TEXT SEGMENT:
Seperate compile for teample cuda with cmake error

15618561709 · October 11, 2020, 3:54am

environment

os : win10
msvc : 141
cmake :3.17.5
cuda: 11.1

we use template in cuda, and use cmake to compile it.
but very strange error occurs:

[build] CUDA_SEPARATE_SHABAL_KERNAL.lib(separate_shabal.obj) : error LNK2019: "void __cdecl caculate_poc_hash_with_share_mem<256>(int *,int *,unsigned __int64,unsigned __int64)" (??$caculate_poc_hash_with_share_mem@$0BAA@@@YAXPEAH0_K1@Z)，

here is my organization of my code

-  separate_shabal_api.h
-  separate_shabal_api.cpp
-  CMakeLists.txt
--cuda_kernal/separate_shabal.cuh
--cuda_kernal/separate_shabal.cu
--cuda_kernal/separate_shabal_kernal.cu
--cuda_kernal/separate_shabal_kernal.cuh

here is my cmake file

cmake_minimum_required(VERSION 3.17.0)
project(CUDA_SEPARATE_SHABAL_KERNAL VERSION 0.0.1 LANGUAGES CXX CUDA)

Image location labeling entries
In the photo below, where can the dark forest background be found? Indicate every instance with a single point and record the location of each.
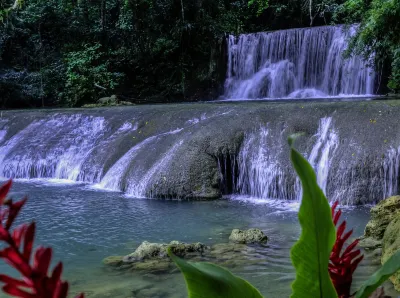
(73, 52)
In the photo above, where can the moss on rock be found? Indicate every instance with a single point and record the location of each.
(391, 244)
(381, 215)
(248, 236)
(114, 261)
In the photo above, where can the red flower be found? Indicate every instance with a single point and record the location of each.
(35, 282)
(343, 264)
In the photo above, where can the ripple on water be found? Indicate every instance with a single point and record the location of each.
(85, 225)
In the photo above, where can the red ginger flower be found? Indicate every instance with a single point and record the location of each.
(342, 265)
(35, 282)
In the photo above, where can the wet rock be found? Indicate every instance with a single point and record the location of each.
(391, 244)
(148, 251)
(248, 236)
(114, 261)
(150, 293)
(381, 215)
(112, 100)
(370, 243)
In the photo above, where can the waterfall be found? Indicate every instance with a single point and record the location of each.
(322, 152)
(185, 151)
(135, 184)
(295, 63)
(262, 175)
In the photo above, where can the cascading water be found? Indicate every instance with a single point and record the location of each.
(295, 63)
(321, 154)
(261, 174)
(209, 150)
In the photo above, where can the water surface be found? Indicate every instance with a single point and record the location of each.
(84, 226)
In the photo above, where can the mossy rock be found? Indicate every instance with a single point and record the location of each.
(148, 251)
(248, 236)
(114, 261)
(391, 244)
(381, 215)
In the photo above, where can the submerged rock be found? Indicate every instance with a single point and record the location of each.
(391, 244)
(248, 236)
(381, 215)
(148, 251)
(114, 261)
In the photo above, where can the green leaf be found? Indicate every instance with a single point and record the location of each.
(310, 254)
(206, 280)
(390, 267)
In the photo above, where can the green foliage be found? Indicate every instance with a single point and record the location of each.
(310, 254)
(394, 79)
(167, 50)
(87, 74)
(378, 36)
(205, 280)
(391, 266)
(260, 4)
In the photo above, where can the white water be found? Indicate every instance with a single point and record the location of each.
(296, 63)
(262, 176)
(69, 148)
(135, 185)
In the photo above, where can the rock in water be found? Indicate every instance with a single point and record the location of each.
(381, 215)
(390, 245)
(248, 236)
(148, 251)
(114, 261)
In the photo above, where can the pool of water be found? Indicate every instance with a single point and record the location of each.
(85, 225)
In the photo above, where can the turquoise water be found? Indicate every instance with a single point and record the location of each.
(84, 226)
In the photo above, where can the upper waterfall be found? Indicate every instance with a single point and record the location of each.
(296, 63)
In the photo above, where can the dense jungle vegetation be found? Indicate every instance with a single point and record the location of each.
(72, 52)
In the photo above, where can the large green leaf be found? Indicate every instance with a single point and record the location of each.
(310, 254)
(390, 267)
(206, 280)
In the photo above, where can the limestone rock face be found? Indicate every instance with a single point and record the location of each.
(248, 236)
(390, 245)
(381, 215)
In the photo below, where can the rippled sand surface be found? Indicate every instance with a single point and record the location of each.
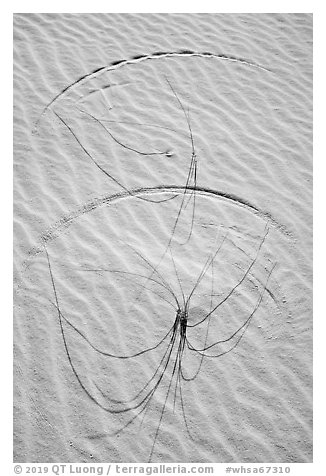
(114, 115)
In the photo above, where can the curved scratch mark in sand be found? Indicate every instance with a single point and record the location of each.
(137, 59)
(55, 230)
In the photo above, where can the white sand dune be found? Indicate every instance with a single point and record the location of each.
(102, 155)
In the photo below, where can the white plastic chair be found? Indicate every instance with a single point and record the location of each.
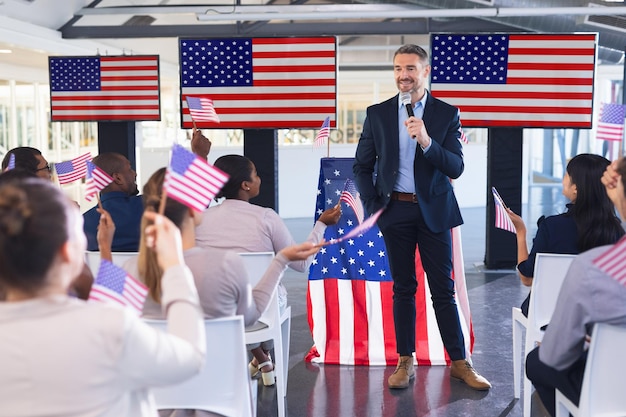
(550, 271)
(93, 259)
(602, 392)
(276, 326)
(233, 394)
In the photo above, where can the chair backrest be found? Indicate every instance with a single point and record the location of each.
(256, 264)
(223, 385)
(550, 271)
(602, 391)
(119, 258)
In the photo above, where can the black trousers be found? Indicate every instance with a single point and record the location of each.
(403, 228)
(547, 379)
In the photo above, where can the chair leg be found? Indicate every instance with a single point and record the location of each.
(286, 334)
(517, 356)
(280, 379)
(564, 407)
(528, 391)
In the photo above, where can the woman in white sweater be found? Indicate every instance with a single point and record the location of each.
(220, 275)
(238, 225)
(60, 356)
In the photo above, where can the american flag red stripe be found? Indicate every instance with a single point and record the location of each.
(96, 180)
(114, 285)
(323, 134)
(104, 88)
(613, 261)
(611, 123)
(502, 219)
(75, 169)
(201, 109)
(336, 308)
(543, 80)
(292, 82)
(191, 180)
(463, 137)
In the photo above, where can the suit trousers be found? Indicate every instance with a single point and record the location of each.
(403, 227)
(547, 379)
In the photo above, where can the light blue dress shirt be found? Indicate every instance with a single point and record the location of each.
(405, 183)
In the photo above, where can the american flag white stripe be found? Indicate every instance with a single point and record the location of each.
(549, 81)
(613, 261)
(73, 170)
(191, 180)
(97, 179)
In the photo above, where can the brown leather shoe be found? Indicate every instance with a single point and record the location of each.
(464, 371)
(405, 371)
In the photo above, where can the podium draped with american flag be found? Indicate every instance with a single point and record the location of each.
(350, 291)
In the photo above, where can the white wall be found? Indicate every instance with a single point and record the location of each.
(299, 167)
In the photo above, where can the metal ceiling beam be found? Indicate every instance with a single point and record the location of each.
(420, 26)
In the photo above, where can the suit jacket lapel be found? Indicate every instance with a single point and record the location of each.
(428, 110)
(393, 133)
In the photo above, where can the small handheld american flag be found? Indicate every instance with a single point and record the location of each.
(503, 221)
(75, 169)
(323, 134)
(11, 164)
(114, 285)
(201, 109)
(191, 181)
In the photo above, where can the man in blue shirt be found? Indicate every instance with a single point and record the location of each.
(407, 154)
(121, 200)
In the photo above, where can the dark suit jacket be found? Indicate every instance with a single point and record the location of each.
(377, 161)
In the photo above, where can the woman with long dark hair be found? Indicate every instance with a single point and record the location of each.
(66, 357)
(589, 221)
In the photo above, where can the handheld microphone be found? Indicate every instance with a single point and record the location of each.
(405, 99)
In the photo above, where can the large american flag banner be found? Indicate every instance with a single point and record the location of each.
(114, 285)
(516, 80)
(611, 123)
(350, 292)
(261, 82)
(114, 88)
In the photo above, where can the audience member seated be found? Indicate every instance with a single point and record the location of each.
(589, 221)
(243, 227)
(30, 160)
(120, 199)
(66, 357)
(220, 275)
(589, 295)
(81, 285)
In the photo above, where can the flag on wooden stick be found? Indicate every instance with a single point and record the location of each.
(191, 180)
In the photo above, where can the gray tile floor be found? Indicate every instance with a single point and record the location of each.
(331, 390)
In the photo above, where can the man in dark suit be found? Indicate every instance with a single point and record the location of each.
(405, 164)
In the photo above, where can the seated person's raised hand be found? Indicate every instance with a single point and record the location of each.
(164, 238)
(300, 251)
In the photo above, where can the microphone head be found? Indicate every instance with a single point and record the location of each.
(405, 98)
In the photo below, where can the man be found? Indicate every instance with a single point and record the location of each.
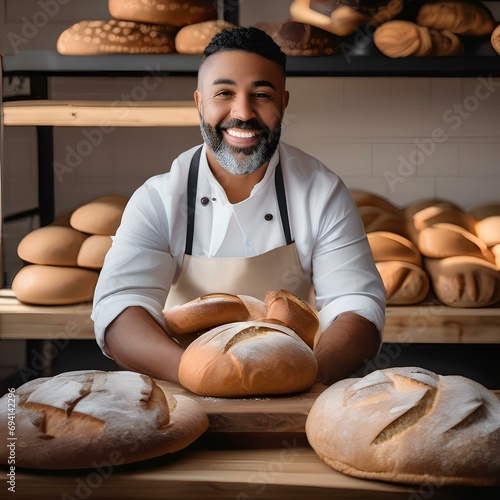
(243, 214)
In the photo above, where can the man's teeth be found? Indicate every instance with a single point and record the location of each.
(240, 133)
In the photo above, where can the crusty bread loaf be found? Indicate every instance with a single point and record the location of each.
(405, 283)
(388, 246)
(100, 216)
(193, 38)
(400, 38)
(250, 358)
(116, 37)
(51, 245)
(409, 425)
(54, 285)
(464, 17)
(171, 12)
(299, 39)
(464, 281)
(93, 251)
(284, 306)
(89, 419)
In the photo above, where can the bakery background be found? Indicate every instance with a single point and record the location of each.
(367, 129)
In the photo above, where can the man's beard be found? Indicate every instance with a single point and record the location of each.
(241, 161)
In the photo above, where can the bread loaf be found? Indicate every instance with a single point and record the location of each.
(464, 17)
(172, 12)
(100, 216)
(248, 359)
(54, 285)
(405, 283)
(193, 38)
(89, 419)
(464, 281)
(116, 37)
(409, 425)
(51, 245)
(403, 39)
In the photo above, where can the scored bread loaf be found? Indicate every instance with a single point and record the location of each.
(90, 418)
(251, 358)
(409, 425)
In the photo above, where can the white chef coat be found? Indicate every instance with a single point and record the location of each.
(148, 248)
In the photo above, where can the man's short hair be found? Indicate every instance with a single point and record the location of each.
(251, 40)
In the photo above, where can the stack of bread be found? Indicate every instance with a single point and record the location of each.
(244, 346)
(145, 27)
(64, 258)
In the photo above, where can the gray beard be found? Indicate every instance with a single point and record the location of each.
(240, 161)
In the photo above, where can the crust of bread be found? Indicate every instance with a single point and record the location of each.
(244, 359)
(91, 418)
(394, 425)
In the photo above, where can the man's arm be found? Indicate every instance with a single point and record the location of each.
(344, 346)
(138, 343)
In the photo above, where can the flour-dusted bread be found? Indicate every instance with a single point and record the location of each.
(251, 358)
(52, 245)
(89, 418)
(193, 38)
(464, 281)
(99, 216)
(116, 37)
(462, 17)
(171, 12)
(405, 283)
(409, 425)
(54, 285)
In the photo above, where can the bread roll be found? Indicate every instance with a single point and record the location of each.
(404, 38)
(172, 12)
(93, 251)
(405, 283)
(464, 17)
(298, 39)
(193, 39)
(409, 425)
(52, 246)
(447, 240)
(89, 419)
(116, 37)
(54, 285)
(284, 306)
(250, 358)
(100, 216)
(464, 281)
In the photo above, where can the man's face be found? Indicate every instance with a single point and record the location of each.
(241, 99)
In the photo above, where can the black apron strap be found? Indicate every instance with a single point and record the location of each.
(191, 193)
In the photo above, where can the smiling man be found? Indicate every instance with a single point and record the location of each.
(244, 213)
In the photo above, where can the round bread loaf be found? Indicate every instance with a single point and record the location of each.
(298, 39)
(289, 309)
(409, 425)
(89, 419)
(387, 246)
(464, 17)
(100, 216)
(52, 246)
(193, 38)
(251, 358)
(403, 39)
(116, 37)
(54, 285)
(443, 240)
(464, 281)
(93, 251)
(405, 283)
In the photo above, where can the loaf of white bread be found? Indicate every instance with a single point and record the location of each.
(86, 419)
(409, 425)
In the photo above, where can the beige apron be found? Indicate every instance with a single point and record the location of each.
(254, 276)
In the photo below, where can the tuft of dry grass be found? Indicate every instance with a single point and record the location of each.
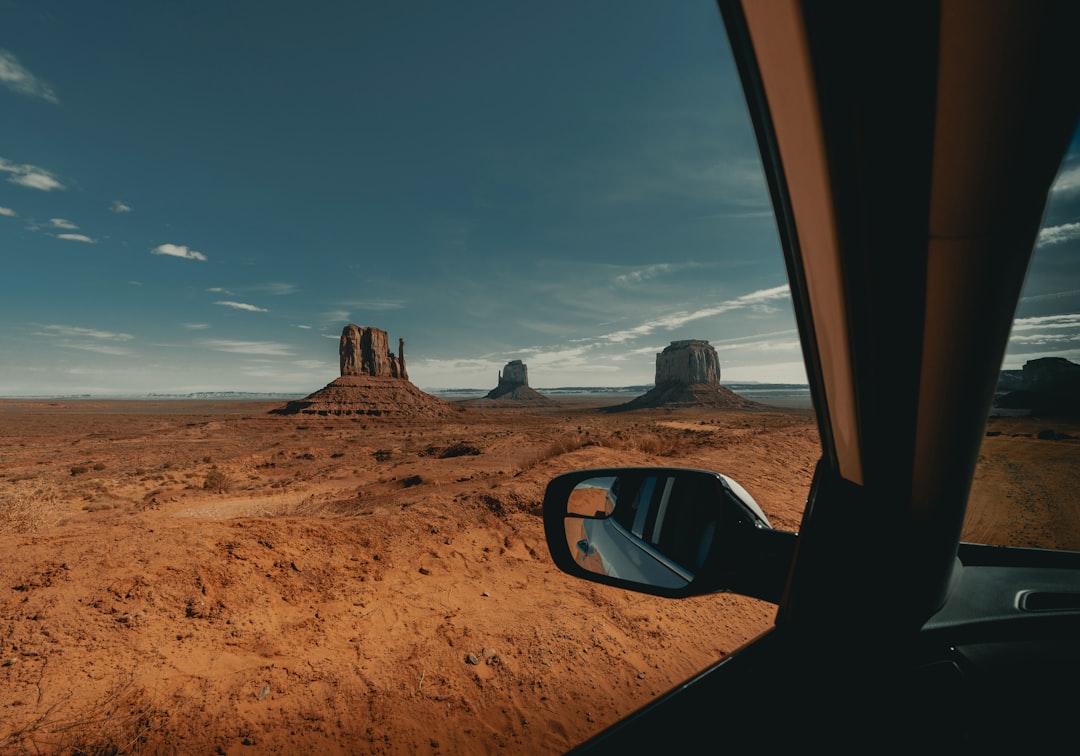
(217, 481)
(28, 505)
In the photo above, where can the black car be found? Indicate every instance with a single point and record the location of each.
(890, 633)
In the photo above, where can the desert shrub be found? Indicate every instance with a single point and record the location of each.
(459, 449)
(658, 446)
(561, 446)
(217, 481)
(28, 505)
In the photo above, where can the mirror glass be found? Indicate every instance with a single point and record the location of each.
(651, 528)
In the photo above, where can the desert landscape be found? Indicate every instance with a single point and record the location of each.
(211, 577)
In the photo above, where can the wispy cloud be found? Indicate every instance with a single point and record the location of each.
(1057, 234)
(15, 77)
(1067, 180)
(242, 306)
(643, 273)
(378, 305)
(260, 348)
(30, 176)
(1067, 321)
(754, 300)
(77, 332)
(275, 289)
(178, 251)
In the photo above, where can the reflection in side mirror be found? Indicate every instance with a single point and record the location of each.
(664, 530)
(656, 529)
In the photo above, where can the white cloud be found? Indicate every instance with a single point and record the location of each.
(1057, 234)
(261, 348)
(643, 274)
(30, 176)
(15, 77)
(379, 305)
(76, 332)
(277, 288)
(1067, 321)
(178, 251)
(755, 300)
(242, 306)
(1050, 296)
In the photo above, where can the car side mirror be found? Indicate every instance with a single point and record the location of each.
(669, 531)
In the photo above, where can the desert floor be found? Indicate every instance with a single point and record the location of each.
(202, 577)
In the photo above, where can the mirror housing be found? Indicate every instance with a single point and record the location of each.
(667, 531)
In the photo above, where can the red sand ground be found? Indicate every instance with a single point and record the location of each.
(184, 577)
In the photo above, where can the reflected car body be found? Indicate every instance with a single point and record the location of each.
(617, 544)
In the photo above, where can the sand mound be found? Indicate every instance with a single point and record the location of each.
(688, 396)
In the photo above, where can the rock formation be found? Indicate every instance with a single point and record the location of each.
(688, 375)
(373, 382)
(366, 352)
(688, 363)
(514, 387)
(1048, 386)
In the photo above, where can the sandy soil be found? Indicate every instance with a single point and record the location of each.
(185, 577)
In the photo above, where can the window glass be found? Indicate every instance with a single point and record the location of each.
(1026, 487)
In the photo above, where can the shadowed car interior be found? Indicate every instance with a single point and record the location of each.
(909, 150)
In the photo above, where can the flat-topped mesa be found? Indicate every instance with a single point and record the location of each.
(514, 386)
(688, 375)
(516, 373)
(690, 362)
(366, 352)
(374, 382)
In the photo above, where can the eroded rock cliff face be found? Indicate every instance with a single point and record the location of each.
(688, 375)
(688, 363)
(514, 386)
(366, 352)
(1048, 386)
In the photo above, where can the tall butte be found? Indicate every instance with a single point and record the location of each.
(688, 375)
(374, 381)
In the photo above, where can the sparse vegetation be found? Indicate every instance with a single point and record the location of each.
(28, 505)
(217, 481)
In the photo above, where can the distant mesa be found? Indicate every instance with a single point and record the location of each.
(513, 388)
(374, 381)
(688, 375)
(1047, 386)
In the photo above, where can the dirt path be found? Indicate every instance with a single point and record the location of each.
(208, 579)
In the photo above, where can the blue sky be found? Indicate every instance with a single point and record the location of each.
(199, 197)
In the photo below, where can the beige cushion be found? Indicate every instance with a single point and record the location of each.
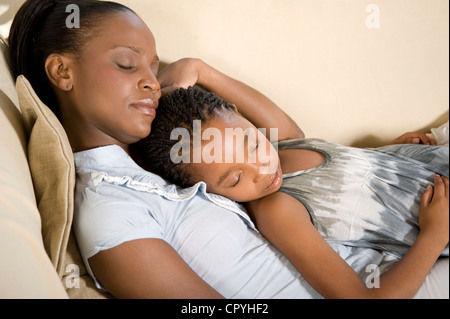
(52, 168)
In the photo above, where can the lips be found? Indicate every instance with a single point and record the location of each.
(147, 106)
(274, 181)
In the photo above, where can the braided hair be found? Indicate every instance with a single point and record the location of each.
(177, 110)
(39, 29)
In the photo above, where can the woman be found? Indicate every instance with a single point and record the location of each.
(139, 236)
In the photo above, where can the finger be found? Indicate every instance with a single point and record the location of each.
(446, 184)
(426, 197)
(439, 186)
(432, 140)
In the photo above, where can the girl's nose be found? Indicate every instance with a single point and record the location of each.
(149, 82)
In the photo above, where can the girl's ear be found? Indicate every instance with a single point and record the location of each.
(58, 72)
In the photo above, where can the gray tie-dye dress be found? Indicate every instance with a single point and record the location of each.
(366, 197)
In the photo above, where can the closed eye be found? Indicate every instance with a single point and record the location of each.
(237, 182)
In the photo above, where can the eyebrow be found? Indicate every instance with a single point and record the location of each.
(227, 173)
(138, 50)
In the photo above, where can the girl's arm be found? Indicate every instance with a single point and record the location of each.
(286, 223)
(148, 268)
(253, 105)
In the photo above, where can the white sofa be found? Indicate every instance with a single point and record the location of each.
(355, 72)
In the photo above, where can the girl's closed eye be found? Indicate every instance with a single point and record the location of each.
(238, 180)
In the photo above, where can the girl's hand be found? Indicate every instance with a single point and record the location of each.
(180, 74)
(434, 209)
(414, 138)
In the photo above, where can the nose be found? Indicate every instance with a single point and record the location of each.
(150, 83)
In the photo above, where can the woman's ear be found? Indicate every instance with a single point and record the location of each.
(57, 69)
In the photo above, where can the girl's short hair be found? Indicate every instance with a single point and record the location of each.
(40, 29)
(177, 110)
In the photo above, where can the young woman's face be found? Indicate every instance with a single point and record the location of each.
(253, 169)
(115, 92)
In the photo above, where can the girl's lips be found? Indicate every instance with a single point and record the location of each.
(147, 106)
(275, 181)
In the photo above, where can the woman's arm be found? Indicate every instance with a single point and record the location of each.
(148, 268)
(286, 223)
(253, 105)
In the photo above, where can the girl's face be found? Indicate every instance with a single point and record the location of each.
(115, 92)
(253, 170)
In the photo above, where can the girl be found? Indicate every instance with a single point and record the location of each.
(139, 236)
(330, 193)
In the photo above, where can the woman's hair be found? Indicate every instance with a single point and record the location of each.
(40, 29)
(177, 110)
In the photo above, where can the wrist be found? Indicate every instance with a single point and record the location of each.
(436, 240)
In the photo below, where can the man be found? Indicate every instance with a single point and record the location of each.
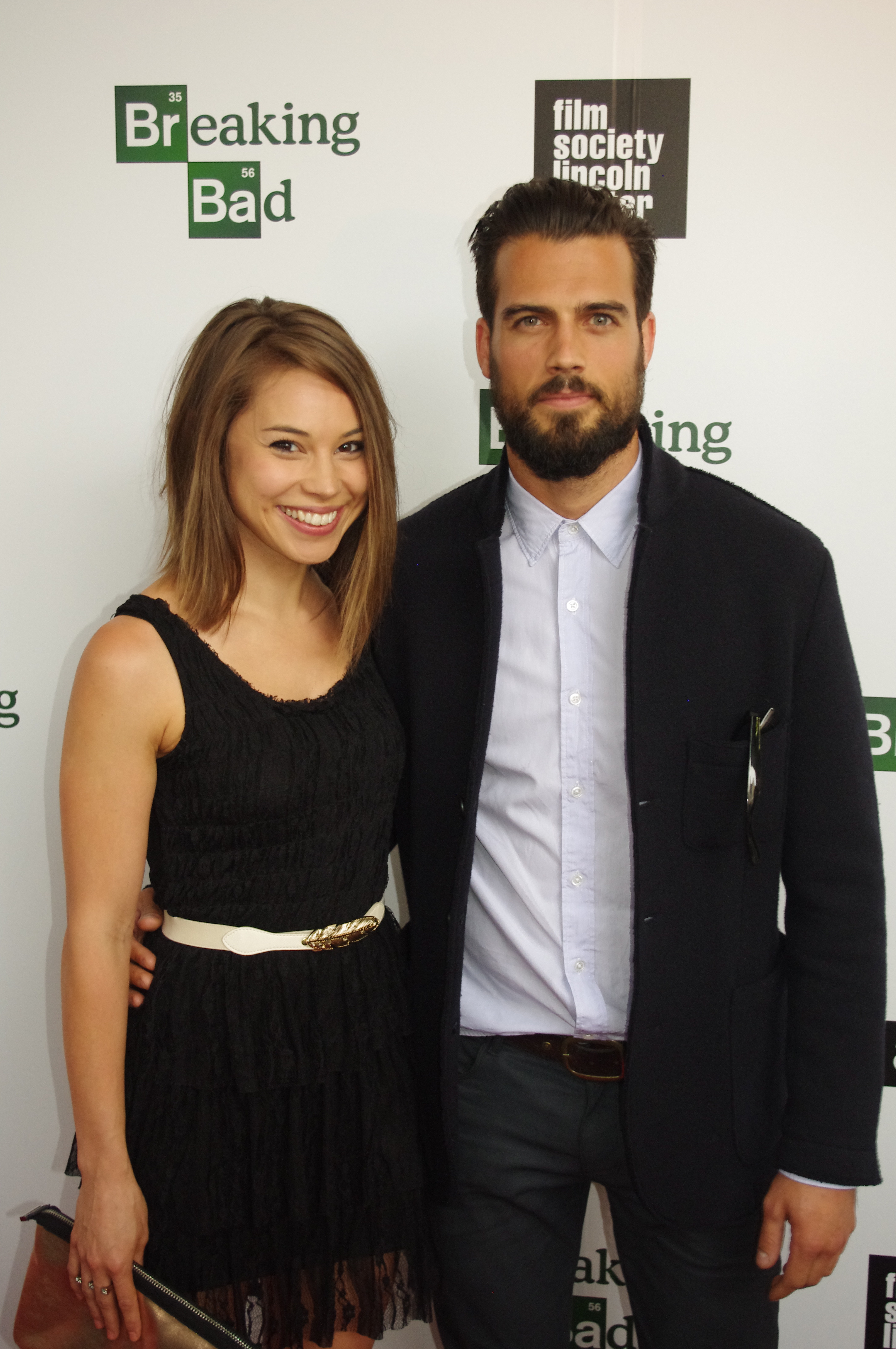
(631, 709)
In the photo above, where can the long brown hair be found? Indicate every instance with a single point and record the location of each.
(203, 554)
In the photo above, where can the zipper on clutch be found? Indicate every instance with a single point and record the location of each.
(156, 1284)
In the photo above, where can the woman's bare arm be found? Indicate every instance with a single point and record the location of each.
(126, 708)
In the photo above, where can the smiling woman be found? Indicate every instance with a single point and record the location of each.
(246, 1135)
(234, 357)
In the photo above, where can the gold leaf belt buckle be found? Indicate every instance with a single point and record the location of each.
(341, 934)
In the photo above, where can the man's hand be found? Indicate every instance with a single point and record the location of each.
(149, 918)
(821, 1225)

WHAT YOU WILL DO: Decide whether each statement agrees with the forum post, answering yes or no and quoting the words from the post that settle it. 1. The poster builds on Windows 10 with CUDA 11.1. 2. The CMake file requires CMake version 3.18 or later. 3. The project declares CUDA as its only language.

WRITTEN SOLUTION:
1. Yes: "os : win10" and "cuda: 11.1".
2. No: "cmake_minimum_required(VERSION 3.17.0)".
3. No: "LANGUAGES CXX CUDA".